→ **Exercise directions**: Both the line containing "the form [397,3]." and the last line of the listing are included: write out exactly the lines from one to the other.

→ **Object pointing dataset rows**:
• • • •
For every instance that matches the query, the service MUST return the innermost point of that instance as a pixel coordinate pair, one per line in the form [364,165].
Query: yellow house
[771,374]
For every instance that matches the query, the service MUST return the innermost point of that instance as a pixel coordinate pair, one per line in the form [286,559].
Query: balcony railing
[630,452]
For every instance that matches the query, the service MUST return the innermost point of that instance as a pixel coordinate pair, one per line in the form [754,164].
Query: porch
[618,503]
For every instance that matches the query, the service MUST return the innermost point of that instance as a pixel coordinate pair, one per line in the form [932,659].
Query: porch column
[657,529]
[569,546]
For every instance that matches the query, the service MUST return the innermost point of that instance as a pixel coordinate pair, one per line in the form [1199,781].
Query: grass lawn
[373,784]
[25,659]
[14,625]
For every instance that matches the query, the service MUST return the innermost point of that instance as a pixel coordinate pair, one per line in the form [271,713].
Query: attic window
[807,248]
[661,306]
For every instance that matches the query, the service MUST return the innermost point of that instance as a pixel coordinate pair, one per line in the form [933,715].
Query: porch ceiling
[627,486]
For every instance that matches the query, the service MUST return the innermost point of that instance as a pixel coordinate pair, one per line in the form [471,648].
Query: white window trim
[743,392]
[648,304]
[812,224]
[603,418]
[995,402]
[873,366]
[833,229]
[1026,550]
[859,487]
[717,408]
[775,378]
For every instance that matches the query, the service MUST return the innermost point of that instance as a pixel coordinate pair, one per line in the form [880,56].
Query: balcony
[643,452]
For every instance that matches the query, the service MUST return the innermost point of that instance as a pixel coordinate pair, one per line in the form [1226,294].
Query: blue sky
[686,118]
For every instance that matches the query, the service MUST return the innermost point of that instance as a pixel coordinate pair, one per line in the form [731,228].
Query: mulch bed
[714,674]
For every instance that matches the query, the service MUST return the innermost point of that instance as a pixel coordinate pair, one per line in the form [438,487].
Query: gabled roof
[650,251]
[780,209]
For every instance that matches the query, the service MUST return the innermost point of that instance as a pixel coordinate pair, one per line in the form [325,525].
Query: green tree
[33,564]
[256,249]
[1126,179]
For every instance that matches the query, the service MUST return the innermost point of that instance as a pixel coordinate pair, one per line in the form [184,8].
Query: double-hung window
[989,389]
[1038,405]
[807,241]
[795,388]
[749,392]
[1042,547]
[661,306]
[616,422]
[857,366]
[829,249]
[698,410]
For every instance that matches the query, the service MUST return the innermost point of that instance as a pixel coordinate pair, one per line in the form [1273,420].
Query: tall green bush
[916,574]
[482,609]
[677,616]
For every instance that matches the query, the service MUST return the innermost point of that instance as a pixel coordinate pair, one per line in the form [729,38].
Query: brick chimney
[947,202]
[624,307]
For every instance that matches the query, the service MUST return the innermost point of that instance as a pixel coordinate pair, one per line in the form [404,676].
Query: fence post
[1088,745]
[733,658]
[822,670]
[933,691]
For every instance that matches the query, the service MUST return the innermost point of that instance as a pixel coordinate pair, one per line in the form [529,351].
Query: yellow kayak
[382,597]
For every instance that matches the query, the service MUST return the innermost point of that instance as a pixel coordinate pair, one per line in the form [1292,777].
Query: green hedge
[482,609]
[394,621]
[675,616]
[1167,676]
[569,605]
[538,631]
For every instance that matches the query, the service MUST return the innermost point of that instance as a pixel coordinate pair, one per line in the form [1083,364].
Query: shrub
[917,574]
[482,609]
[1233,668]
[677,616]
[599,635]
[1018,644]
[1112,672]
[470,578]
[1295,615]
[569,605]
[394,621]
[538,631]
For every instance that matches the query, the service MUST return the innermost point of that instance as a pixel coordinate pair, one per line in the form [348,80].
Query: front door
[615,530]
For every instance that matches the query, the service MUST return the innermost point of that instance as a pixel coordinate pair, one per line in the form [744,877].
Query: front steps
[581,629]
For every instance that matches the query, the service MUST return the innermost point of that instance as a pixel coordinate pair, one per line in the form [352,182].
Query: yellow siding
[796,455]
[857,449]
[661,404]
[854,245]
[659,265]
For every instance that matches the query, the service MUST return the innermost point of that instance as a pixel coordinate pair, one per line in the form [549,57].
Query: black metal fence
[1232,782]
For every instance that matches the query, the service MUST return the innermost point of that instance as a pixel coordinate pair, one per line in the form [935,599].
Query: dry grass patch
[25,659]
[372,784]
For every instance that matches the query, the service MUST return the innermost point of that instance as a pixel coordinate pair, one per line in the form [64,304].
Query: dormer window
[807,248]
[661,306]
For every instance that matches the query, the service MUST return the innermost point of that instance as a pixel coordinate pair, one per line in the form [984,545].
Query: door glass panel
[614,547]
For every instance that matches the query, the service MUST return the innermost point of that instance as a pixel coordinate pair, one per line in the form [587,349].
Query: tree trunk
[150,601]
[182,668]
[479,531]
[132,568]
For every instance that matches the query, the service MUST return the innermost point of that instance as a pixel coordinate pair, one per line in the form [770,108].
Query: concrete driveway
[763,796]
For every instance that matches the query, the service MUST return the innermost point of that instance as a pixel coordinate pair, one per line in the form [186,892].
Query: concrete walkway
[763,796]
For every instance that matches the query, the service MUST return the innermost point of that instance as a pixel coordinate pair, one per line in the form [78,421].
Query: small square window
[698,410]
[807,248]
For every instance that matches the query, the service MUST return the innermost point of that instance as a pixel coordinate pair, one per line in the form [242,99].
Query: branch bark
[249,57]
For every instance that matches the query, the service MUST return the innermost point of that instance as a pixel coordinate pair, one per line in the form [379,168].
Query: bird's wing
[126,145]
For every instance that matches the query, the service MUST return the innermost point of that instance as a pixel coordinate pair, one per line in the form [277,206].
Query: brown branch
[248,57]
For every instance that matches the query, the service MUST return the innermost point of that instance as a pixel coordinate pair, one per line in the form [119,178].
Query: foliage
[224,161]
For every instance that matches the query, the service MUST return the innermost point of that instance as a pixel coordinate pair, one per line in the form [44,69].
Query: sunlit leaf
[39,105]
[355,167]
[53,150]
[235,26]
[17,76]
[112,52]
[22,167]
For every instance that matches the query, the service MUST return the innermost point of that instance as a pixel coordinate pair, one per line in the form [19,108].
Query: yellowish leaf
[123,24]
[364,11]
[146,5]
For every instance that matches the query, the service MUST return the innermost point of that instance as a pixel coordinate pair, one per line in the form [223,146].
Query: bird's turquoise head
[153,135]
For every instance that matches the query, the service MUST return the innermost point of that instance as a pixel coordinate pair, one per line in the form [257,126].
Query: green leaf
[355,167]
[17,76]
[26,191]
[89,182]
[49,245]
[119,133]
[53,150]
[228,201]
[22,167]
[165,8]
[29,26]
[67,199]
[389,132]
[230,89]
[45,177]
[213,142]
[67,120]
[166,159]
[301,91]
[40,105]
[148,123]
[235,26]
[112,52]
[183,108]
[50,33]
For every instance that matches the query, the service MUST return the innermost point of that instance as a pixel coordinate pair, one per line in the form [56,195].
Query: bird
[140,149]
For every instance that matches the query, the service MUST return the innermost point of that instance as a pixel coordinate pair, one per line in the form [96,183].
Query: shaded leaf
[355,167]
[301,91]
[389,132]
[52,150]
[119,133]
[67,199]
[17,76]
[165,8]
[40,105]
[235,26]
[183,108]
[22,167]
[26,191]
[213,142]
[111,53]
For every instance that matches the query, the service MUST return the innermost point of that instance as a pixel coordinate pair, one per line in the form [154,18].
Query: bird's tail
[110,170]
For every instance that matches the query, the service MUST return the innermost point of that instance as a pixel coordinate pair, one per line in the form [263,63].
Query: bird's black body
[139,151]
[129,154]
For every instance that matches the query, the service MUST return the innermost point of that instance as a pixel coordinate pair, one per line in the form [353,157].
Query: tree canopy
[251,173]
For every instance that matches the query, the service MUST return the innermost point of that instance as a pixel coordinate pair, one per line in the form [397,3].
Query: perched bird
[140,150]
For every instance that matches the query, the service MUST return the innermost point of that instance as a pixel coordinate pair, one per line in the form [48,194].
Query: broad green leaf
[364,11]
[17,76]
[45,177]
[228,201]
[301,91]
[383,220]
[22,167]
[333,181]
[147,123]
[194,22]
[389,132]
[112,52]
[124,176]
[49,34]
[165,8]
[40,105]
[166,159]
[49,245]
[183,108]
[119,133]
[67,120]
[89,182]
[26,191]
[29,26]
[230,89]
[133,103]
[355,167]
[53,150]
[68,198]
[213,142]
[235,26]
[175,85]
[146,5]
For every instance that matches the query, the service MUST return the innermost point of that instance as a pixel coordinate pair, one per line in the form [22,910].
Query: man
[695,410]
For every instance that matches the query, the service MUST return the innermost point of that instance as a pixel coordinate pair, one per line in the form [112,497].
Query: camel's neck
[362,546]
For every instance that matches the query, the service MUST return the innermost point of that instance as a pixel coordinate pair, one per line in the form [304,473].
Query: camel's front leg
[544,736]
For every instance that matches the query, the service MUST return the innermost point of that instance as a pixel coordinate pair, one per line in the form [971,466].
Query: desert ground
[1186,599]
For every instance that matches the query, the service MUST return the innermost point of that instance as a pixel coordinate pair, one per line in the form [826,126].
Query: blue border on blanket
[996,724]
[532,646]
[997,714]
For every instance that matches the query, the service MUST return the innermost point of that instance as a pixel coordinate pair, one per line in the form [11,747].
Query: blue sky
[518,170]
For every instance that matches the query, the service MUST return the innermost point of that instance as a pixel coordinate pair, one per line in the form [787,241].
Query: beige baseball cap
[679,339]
• • • •
→ **Answer**:
For every instance that matches the query, the service MUST return the innermost point of that instance as a pixel coordinate pair, one per line in the form [397,3].
Query: perched bird
[140,150]
For every instance that matches the query, the service MUST return the innermost point of that instance as a pixel coordinate pair, one per line in the form [48,194].
Query: broad green leaf
[364,11]
[17,76]
[45,177]
[228,201]
[301,91]
[383,220]
[22,167]
[333,181]
[147,123]
[194,22]
[389,132]
[112,52]
[124,176]
[49,34]
[165,8]
[40,105]
[166,159]
[49,245]
[183,108]
[119,133]
[67,120]
[89,182]
[26,191]
[29,26]
[230,89]
[133,103]
[355,167]
[53,150]
[68,198]
[213,142]
[235,26]
[175,85]
[146,5]
For every instance that matches the query, the service MUST return the innermost point of that instance as a pixel coordinate pair, one per line in the form [22,910].
Query: man
[695,410]
For every instance that matches the query, the service MUST return the innermost point of that instance as a pixel coordinate pair, one per line in the form [112,497].
Query: camel's neck
[362,546]
For every instance that matches the query, the service MUST return the innermost point of that instance as a pixel coordinate pair, one per line in the form [304,473].
Query: camel's front leg
[544,736]
For every instance that matches the query, the service MUST return the innermost point of that instance as a pixel coordinate pair, one per line in the form [971,466].
Query: desert ground
[1186,599]
For every instance that matches the query, the service MUST return the innermost point of that instance as a pixel coordinate pair, one per line in the form [826,126].
Query: blue border on blanket
[996,724]
[532,646]
[997,714]
For every instance that matches the query, the service MUST return the innermost point of that instance as a pixel coordinate pair, one per line in the form [11,747].
Query: blue sky
[518,170]
For every instance that matches the query, the service MUST return the innermost point of that instance as a pixel coordinate pair, one per line in the form [787,241].
Query: beige baseball cap
[679,339]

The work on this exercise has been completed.